TRECHO DA PÁGINA →
◇ ◇ ◇ ◇ ◇ ◇ ◇
Fogo é ‘arma’ do agronegócio no desmatamento, indica dossiê

Imagem da devastação causada no Pantanal em 2020 (Reprodução/Secom-MT)

16 de abril de 2021

12:04

Marcela Leiros

MANAUS – O fogo é utilizado para encobrir a invasão de terras públicas, crimes ambientais e ainda finalizar o processo de desmatamento em territórios que servem para pastagens ou monocultura. Essa é a conclusão do “Dossiê Agro é Fogo: grilagens, desmatamento e incêndios na Amazônia, Cerrado e Pantanal”, lançado na quarta-feira, 14, pela Articulação Agro é Fogo, que indicou ainda como a presidência do País e o parlamento têm legislado em favor do agronegócio.

Além desses pontos, o documento mostra também como fundos de pensão internacionais, como o Teachers Insurance and Annuity Association of America – Traduzido do inglês, Associação de Seguro e Renda para Professores do America – College Retirement Equities Fund (TIAA-CREF) e o fundo de investimentos da Universidade de Harvard (Havard Management Co.), adquirem ilegalmente centenas de milhares de hectares de terras agrícolas no País, ocasionando a expulsão violenta de comunidades tradicionais e rurais, o desmatamento, incêndios e outros danos sociais e ambientais.
◇ ◇ ◇ ◇ ◇ ◇ ◇
Registros de identificação de posição
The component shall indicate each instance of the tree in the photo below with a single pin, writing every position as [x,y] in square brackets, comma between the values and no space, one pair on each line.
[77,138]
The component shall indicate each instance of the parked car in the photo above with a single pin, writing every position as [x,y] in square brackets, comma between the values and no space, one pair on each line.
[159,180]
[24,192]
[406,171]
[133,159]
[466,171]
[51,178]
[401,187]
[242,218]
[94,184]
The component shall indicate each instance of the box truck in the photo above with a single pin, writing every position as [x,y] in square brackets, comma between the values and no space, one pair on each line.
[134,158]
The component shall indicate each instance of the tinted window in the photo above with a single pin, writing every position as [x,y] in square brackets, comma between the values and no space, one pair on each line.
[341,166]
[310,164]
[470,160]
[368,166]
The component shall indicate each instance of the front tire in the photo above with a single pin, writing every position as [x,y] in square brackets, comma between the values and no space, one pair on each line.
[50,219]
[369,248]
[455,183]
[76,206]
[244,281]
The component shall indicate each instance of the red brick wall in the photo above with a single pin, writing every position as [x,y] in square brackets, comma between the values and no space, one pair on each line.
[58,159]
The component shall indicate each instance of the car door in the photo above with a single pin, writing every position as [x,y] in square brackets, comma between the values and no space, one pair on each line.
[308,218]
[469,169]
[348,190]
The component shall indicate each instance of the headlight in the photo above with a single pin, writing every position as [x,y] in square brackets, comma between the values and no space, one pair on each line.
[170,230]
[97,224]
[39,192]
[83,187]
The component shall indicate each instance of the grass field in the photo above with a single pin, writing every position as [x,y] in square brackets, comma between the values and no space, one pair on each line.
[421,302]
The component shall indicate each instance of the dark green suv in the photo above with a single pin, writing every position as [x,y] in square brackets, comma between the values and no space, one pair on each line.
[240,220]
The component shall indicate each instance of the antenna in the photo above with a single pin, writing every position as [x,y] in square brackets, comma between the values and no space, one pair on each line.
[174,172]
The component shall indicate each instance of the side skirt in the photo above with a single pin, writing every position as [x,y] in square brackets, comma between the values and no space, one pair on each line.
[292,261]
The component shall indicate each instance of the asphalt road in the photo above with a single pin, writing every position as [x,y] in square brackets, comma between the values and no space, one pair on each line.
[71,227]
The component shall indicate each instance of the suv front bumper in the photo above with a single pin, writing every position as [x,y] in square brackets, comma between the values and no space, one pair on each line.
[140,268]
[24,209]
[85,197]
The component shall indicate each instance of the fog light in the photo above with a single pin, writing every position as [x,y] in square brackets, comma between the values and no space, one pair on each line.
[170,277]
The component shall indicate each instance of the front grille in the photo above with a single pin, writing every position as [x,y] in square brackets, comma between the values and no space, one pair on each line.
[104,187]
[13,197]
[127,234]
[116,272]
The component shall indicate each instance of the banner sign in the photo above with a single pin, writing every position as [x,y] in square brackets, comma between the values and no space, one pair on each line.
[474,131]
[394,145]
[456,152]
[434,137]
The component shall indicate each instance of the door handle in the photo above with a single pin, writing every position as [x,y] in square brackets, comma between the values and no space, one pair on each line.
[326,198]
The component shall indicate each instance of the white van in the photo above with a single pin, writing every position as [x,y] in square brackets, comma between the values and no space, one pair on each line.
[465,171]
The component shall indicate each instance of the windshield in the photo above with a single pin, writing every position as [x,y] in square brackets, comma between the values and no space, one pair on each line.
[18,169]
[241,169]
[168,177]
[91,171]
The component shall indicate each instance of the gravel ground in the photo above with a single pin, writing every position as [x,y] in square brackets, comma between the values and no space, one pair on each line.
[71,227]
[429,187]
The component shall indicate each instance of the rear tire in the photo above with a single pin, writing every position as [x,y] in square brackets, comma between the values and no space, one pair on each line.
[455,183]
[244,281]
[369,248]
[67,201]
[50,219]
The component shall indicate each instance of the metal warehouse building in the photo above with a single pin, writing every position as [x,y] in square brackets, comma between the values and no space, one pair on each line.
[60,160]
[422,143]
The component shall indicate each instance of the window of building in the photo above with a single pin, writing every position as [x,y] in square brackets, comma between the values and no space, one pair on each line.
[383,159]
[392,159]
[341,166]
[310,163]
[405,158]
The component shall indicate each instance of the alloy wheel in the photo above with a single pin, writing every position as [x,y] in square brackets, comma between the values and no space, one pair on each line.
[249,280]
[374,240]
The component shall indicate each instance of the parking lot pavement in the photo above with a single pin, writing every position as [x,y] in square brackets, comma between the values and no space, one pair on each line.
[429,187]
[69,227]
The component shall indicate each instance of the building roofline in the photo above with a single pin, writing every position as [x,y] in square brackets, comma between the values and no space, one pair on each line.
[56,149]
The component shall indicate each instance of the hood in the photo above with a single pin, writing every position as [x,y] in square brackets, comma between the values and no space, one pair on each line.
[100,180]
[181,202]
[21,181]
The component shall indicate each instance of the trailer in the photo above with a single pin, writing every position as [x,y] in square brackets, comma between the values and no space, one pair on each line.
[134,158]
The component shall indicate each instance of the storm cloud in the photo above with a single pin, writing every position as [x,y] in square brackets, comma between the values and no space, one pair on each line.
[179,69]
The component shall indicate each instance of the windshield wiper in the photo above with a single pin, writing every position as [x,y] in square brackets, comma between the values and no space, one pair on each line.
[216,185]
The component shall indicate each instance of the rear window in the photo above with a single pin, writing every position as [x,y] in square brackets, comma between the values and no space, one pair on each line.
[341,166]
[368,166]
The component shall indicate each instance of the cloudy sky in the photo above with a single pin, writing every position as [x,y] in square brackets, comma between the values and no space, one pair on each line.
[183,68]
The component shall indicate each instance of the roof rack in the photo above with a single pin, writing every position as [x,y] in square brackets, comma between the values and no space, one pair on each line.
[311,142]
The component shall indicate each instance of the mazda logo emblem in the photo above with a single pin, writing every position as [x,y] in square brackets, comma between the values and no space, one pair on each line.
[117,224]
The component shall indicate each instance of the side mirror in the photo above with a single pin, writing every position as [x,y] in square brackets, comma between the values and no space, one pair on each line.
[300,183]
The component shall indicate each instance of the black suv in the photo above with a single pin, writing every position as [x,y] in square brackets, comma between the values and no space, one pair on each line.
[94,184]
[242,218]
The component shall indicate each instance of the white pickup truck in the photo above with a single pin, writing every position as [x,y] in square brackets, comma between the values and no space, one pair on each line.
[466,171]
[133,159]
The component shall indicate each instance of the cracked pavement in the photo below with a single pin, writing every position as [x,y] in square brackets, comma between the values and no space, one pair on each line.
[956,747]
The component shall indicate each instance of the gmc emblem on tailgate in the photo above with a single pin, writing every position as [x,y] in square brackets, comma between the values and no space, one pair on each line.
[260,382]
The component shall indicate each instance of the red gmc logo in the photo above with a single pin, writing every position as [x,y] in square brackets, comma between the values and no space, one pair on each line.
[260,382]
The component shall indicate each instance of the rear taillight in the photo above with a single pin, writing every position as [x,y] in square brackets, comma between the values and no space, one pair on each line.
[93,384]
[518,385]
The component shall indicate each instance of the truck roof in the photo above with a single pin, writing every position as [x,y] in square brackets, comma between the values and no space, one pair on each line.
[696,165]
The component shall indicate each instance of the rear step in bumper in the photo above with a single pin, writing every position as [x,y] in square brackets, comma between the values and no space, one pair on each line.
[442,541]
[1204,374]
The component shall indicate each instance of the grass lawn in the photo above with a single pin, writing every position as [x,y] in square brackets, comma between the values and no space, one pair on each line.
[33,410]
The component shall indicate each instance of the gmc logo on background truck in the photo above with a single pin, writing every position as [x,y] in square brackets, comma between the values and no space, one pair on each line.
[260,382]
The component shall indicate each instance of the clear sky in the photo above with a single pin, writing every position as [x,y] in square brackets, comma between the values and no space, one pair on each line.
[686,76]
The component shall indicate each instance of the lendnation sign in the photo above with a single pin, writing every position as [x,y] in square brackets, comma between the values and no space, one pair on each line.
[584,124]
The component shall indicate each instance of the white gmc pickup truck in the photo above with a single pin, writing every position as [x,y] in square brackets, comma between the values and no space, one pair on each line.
◇ ◇ ◇ ◇ ◇ ◇ ◇
EXERCÍCIOS PROPOSTOS →
(1) Segundo a reportagem, para que o fogo é utilizado?
(2) Reescreva o trecho da reportagem de "Além desses pontos, o" até "sociais e ambientais.", trocando "fundos de pensão internacionais" por "fundos de previdência estrangeiros".

GABARITO DOS EXERCÍCIOS →
(1) O fogo é utilizado para encobrir a invasão de terras públicas e crimes ambientais. Também serve para finalizar o desmatamento em territórios destinados a pastagens ou monocultura.

(2)
Além desses pontos, o documento mostra também como fundos de previdência estrangeiros, como o Teachers Insurance and Annuity Association of America – Traduzido do inglês, Associação de Seguro e Renda para Professores do America – College Retirement Equities Fund (TIAA-CREF) e o fundo de investimentos da Universidade de Harvard (Havard Management Co.), adquirem ilegalmente centenas de milhares de hectares de terras agrícolas no País, ocasionando a expulsão violenta de comunidades tradicionais e rurais, o desmatamento, incêndios e outros danos sociais e ambientais.